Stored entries
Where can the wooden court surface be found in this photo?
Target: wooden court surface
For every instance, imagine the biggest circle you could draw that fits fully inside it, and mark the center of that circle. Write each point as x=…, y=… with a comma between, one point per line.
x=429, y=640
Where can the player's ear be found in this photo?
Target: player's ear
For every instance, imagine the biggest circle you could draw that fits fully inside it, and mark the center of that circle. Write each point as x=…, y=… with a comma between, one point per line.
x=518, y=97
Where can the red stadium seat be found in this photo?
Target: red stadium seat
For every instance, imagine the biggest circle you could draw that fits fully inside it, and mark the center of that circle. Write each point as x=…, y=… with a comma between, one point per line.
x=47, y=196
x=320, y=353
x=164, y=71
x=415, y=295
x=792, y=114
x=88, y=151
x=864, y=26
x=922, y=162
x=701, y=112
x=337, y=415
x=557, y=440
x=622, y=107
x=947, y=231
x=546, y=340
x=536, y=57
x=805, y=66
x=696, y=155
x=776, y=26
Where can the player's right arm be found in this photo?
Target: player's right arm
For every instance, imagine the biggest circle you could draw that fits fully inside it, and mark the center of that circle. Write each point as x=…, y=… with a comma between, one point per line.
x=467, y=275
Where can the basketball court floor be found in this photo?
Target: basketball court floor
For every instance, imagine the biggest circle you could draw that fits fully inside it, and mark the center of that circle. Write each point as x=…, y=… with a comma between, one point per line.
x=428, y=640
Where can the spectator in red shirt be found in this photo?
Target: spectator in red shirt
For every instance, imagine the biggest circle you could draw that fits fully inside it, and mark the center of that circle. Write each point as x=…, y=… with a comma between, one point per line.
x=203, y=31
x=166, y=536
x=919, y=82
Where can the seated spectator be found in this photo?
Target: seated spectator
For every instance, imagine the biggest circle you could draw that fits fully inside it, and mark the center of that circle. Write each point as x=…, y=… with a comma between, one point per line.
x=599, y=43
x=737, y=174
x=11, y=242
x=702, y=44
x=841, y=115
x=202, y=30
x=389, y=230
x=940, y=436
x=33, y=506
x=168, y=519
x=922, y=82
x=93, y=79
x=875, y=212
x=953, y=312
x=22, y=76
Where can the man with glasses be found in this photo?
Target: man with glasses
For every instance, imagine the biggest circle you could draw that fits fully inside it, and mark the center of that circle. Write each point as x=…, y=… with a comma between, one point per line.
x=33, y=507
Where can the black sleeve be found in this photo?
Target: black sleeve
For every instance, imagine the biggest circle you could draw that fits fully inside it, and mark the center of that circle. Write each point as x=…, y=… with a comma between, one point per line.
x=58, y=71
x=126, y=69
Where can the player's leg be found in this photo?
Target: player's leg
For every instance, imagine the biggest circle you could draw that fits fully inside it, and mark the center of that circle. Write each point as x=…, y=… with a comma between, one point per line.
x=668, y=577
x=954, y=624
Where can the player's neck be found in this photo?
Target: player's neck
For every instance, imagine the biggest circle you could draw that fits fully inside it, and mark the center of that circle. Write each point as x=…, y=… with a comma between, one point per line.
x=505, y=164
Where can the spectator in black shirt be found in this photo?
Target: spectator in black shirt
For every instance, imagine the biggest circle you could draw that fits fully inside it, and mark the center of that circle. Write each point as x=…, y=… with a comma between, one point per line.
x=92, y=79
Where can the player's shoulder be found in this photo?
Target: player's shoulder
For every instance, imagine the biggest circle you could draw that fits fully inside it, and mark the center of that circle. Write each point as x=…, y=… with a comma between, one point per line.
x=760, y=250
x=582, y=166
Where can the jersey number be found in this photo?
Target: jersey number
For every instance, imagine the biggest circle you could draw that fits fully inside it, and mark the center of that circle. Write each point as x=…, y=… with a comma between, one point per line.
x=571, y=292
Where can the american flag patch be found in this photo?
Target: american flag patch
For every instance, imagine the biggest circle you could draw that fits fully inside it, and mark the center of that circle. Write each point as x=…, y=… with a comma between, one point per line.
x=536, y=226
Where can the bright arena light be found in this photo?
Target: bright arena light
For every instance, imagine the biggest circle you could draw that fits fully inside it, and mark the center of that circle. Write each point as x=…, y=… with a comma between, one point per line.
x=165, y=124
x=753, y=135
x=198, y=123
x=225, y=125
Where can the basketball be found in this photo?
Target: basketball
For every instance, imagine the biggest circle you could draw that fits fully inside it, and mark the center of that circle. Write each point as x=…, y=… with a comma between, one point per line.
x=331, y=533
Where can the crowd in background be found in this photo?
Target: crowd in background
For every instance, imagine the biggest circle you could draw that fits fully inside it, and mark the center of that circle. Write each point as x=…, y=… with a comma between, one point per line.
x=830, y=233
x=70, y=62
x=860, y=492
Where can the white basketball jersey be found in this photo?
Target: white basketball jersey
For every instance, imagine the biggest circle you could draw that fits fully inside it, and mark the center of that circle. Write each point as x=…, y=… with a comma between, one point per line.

> _What you will do_
Within the entries above, find the string "seated" and return each line that holds it.

> _Solution for this task_
Where can the seated spectator be found in this photo?
Target: seated spectator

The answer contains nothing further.